> [Text excerpt]
Scraping websites is one of the easiest ways of gathering online data. Web scraping is the process of automatically retrieving information from websites.
One sector where web scrapers are used intensively is e-commerce. Shopping, auctioning, and marketplace websites are some of the most scraped sites on the Internet.
Who scrapes e-commerce websites:
- Search engines – they scrape e-commerce websites for listing product information on their result pages when somebody searches for them
- Competition – it’s well known the fact that competitors scrape each others’ sites to retrieve data on available stocks, pricing, and promotions
- Comparison platforms – e-commerce players that scrape pricing of the same product on different platforms to find the best prices
What is Beagle Scraper
Beagle Scraper is a fully-customizable e-commerce scraper that can be adapted to scrape data from any e-commerce website.
The scraper is built with Python and beautifoulsoup4, making it easy to learn and to adapt to your needs.
Beagle Scraper can be customized to retrieve data from Amazon for price analysis, or it can be used to scrape pricing information from both Amazon and Bestbuy and find price discrepancies and opportunities.

[Raw records]
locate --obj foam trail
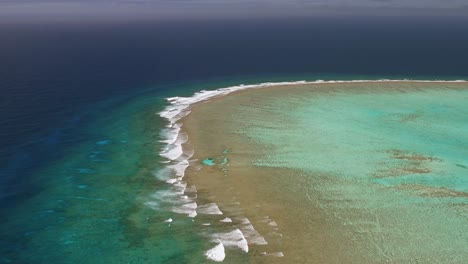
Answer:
[241,218,268,245]
[197,203,223,215]
[213,229,249,253]
[205,243,226,262]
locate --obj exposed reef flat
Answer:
[177,81,468,263]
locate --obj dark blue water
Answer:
[0,18,468,259]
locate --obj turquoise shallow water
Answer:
[241,84,468,263]
[0,77,468,263]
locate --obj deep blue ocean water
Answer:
[0,18,468,263]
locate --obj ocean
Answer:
[0,18,468,263]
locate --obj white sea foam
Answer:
[155,79,466,241]
[213,229,249,253]
[197,203,223,215]
[205,243,226,262]
[241,218,268,245]
[219,217,232,223]
[172,203,197,217]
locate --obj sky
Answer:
[0,0,468,20]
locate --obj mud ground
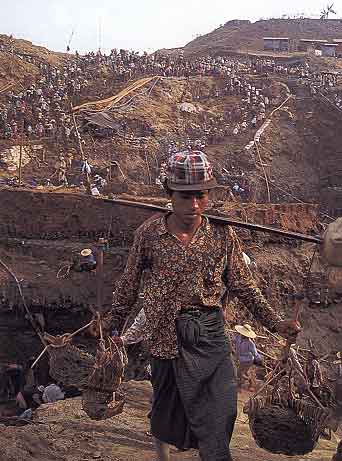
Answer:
[0,381,337,461]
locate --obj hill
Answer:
[183,19,342,55]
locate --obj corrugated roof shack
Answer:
[320,43,338,58]
[298,38,328,52]
[333,38,342,58]
[264,37,290,51]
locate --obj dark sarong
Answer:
[151,310,237,461]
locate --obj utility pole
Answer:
[96,238,108,313]
[19,130,24,187]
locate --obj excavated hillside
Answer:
[184,18,342,55]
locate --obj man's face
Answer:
[171,190,209,225]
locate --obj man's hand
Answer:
[276,320,302,342]
[110,336,124,347]
[88,311,110,338]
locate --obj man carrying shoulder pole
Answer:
[105,151,300,461]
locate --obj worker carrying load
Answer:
[93,151,300,461]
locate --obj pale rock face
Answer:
[322,218,342,270]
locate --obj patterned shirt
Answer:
[110,216,281,359]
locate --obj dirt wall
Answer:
[0,189,317,246]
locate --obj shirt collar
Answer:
[157,211,210,235]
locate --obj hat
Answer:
[167,150,218,191]
[235,323,257,339]
[81,248,92,256]
[333,352,342,365]
[321,218,342,267]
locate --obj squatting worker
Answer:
[105,151,300,461]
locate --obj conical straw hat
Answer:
[235,323,257,339]
[321,218,342,266]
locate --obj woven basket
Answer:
[245,397,329,456]
[47,336,127,420]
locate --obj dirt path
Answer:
[0,381,336,461]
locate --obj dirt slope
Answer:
[184,19,342,54]
[0,381,337,461]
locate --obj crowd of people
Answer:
[0,359,66,420]
[0,41,310,141]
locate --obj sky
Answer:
[0,0,336,53]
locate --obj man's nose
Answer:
[191,197,199,210]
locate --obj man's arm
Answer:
[226,228,282,332]
[121,308,146,346]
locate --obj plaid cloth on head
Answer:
[167,150,217,190]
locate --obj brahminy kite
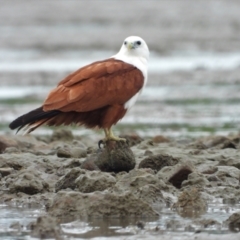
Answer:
[9,36,149,141]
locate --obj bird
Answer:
[9,36,149,141]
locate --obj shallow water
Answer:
[0,0,240,240]
[0,199,240,240]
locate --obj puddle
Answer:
[0,202,240,240]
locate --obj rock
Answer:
[47,191,158,219]
[172,188,207,218]
[182,172,209,188]
[113,169,165,205]
[0,135,18,154]
[28,215,63,239]
[57,146,87,158]
[6,170,49,195]
[225,212,240,232]
[139,154,179,172]
[75,171,116,193]
[94,141,136,173]
[0,168,14,177]
[55,167,85,192]
[57,148,72,158]
[81,156,100,171]
[157,161,193,189]
[120,134,143,147]
[70,147,87,158]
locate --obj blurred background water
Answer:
[0,0,240,136]
[0,0,240,239]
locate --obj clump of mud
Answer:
[0,130,240,238]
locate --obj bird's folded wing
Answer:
[43,58,144,112]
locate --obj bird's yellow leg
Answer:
[104,128,126,142]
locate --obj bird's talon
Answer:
[98,139,105,149]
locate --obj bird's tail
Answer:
[9,107,60,133]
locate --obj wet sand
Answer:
[0,0,240,240]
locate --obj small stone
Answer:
[139,154,179,172]
[30,215,63,239]
[94,141,136,173]
[57,148,72,158]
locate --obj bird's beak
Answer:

> [Problem details]
Give the web scraping text again starting with "Who scrapes e-commerce" and going on through "discrepancies and opportunities.", and swap every "Beagle Scraper" for "Falcon Scraper". This data has no connection to the web scraping text.

> [Output for this task]
Who scrapes e-commerce websites:
- Search engines – they scrape e-commerce websites for listing product information on their result pages when somebody searches for them
- Competition – it’s well known the fact that competitors scrape each others’ sites to retrieve data on available stocks, pricing, and promotions
- Comparison platforms – e-commerce players that scrape pricing of the same product on different platforms to find the best prices
What is Falcon Scraper
Falcon Scraper is a fully-customizable e-commerce scraper that can be adapted to scrape data from any e-commerce website.
The scraper is built with Python and beautifoulsoup4, making it easy to learn and to adapt to your needs.
Falcon Scraper can be customized to retrieve data from Amazon for price analysis, or it can be used to scrape pricing information from both Amazon and Bestbuy and find price discrepancies and opportunities.